# What this task involves
Put the lines of the items running from the line with "TARGET: spoon handle" up to and including the line with "[(568, 152)]" into a JSON list of strings, one string per line, with any blank lines left out.

--- START Record set ---

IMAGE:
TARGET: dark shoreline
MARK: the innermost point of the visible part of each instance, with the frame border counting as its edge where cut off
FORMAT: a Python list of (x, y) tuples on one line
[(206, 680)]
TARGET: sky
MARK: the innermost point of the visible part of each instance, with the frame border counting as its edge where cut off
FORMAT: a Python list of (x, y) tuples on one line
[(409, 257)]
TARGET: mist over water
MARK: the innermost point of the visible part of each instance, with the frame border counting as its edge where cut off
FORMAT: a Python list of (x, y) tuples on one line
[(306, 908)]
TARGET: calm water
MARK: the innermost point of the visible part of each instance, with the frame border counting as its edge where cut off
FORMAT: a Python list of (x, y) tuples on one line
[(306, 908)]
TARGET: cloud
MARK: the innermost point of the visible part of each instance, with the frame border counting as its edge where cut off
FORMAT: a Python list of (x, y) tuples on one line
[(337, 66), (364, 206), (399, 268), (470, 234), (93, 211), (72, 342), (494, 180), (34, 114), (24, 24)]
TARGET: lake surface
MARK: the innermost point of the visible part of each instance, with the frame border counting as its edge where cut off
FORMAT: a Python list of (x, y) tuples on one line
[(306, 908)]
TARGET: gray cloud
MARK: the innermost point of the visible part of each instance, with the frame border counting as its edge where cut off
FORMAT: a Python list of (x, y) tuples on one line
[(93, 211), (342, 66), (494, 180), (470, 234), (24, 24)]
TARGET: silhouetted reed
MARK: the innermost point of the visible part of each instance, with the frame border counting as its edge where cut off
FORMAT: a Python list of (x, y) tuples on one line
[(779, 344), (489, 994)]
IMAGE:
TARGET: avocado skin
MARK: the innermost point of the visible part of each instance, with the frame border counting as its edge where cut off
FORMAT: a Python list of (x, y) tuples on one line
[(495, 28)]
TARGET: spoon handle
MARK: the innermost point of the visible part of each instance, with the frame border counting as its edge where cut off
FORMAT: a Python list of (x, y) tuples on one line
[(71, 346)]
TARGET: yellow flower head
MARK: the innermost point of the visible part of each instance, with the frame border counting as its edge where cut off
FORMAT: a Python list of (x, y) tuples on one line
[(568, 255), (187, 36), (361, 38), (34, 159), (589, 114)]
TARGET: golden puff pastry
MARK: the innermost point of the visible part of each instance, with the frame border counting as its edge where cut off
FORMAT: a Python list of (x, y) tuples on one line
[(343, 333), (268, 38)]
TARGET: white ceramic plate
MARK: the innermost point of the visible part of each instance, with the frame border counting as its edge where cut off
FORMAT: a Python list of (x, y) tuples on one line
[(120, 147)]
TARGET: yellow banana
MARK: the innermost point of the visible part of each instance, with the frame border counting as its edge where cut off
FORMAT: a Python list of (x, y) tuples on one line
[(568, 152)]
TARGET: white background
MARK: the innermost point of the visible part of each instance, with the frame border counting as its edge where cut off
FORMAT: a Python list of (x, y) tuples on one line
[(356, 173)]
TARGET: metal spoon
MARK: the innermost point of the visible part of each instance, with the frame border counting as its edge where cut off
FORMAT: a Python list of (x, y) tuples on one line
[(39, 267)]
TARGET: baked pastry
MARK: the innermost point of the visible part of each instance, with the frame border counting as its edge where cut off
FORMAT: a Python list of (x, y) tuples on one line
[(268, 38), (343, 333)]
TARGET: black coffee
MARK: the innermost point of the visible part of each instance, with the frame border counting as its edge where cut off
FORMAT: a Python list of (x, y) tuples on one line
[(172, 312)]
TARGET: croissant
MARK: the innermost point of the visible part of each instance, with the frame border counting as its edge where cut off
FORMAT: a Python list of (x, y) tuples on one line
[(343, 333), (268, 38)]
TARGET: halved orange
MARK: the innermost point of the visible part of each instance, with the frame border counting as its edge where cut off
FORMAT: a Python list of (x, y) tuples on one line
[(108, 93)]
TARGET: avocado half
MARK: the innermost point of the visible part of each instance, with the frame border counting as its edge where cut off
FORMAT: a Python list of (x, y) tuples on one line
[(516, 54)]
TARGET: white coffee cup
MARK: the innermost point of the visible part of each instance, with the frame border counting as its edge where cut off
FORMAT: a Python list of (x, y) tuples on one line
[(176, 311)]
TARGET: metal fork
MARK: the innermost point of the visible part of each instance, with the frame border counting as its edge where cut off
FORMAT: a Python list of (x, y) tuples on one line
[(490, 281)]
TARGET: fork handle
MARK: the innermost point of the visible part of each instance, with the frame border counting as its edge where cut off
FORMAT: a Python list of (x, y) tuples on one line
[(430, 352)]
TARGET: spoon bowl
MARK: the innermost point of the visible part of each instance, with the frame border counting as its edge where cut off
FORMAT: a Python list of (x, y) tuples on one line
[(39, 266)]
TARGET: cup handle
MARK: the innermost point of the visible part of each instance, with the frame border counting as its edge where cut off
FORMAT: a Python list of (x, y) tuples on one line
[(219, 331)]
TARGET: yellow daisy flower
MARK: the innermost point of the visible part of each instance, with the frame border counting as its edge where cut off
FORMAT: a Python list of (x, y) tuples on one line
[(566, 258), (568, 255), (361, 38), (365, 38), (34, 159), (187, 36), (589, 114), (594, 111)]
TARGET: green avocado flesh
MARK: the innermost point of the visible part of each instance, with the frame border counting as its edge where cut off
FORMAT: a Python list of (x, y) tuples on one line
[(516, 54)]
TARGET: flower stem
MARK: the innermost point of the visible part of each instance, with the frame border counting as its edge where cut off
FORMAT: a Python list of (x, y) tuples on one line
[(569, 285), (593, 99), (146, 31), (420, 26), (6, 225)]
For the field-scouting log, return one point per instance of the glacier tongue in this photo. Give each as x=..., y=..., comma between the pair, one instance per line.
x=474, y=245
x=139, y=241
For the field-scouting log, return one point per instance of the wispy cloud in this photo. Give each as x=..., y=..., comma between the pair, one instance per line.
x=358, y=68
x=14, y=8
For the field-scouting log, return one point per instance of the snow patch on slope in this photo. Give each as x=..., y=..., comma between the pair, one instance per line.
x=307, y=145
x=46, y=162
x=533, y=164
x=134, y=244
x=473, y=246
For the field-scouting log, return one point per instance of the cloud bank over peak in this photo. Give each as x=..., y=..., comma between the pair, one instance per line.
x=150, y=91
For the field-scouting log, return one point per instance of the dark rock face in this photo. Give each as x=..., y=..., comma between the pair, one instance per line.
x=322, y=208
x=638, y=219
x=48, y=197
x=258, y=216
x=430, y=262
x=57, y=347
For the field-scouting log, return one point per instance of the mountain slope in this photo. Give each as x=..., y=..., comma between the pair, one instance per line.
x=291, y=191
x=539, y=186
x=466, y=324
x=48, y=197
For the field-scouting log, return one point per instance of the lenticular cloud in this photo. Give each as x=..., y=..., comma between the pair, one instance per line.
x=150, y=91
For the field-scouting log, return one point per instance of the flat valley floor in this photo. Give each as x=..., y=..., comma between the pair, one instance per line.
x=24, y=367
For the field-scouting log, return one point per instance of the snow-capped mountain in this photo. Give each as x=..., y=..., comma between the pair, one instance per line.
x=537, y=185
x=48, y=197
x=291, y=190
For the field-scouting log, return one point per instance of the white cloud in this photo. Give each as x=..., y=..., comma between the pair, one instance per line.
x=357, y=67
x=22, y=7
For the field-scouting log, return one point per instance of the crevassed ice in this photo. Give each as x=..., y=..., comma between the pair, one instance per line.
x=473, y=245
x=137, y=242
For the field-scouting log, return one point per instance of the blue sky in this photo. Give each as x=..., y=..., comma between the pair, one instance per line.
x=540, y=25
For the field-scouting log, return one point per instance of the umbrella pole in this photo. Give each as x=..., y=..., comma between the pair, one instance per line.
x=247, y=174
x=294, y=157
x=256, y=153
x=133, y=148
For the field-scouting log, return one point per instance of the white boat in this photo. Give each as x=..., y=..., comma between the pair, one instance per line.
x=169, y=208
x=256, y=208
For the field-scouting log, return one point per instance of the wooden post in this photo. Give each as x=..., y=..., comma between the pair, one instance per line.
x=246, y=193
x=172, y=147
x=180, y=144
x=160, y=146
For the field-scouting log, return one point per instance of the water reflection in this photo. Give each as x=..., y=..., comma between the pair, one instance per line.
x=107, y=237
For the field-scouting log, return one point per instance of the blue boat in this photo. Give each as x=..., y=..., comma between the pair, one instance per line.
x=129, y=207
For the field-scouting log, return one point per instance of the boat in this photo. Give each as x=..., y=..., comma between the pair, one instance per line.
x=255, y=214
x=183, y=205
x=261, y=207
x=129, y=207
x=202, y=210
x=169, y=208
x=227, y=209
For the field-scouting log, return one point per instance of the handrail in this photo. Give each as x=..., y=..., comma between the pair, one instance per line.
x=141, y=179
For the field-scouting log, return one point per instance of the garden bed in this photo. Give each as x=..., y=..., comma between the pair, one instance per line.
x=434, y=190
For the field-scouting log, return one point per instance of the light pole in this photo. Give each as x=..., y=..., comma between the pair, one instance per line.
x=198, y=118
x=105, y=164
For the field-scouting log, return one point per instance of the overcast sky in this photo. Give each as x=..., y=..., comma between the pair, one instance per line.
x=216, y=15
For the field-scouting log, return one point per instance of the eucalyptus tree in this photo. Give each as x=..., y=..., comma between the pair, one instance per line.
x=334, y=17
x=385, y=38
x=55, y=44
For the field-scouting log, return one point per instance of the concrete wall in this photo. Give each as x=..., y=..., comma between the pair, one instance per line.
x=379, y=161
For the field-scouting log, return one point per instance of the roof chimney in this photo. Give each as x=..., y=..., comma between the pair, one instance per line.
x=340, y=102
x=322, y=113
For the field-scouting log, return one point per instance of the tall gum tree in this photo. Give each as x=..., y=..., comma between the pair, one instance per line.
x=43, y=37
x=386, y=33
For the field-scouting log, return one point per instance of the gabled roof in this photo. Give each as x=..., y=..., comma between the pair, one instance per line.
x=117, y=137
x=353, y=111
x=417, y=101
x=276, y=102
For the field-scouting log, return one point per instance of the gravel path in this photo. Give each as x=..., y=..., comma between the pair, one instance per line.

--- END Record set ---

# Exercise answer
[
  "TARGET: spoon handle",
  "MARK: the innermost point of the visible part of each instance, with the frame border counting as its edge where cut off",
  "FORMAT: a Python list of (x, y) tuples on one line",
  "[(71, 346)]",
  "TARGET: yellow flower head",
  "MARK: the innermost point of the visible part of each instance, with the frame border counting as its edge where cut off",
  "FORMAT: a Python list of (x, y) tuples on one line",
  "[(568, 255), (187, 36), (361, 38), (34, 159), (589, 114)]",
  "TARGET: golden puff pastry",
  "MARK: the innermost point of the visible part of each instance, with the frame border counting as its edge where cut off",
  "FORMAT: a Python list of (x, y) tuples on one line",
  "[(343, 333), (268, 38)]",
  "TARGET: white ceramic plate",
  "MARK: the innermost point of the visible part of each instance, with the frame border counting as its edge where cut off",
  "FORMAT: a Python list of (x, y) tuples on one line",
  "[(120, 147)]",
  "TARGET: yellow banana",
  "MARK: the innermost point of the visible part of each instance, with the frame border counting as its edge where cut off",
  "FORMAT: a Python list of (x, y) tuples on one line",
  "[(568, 152)]"
]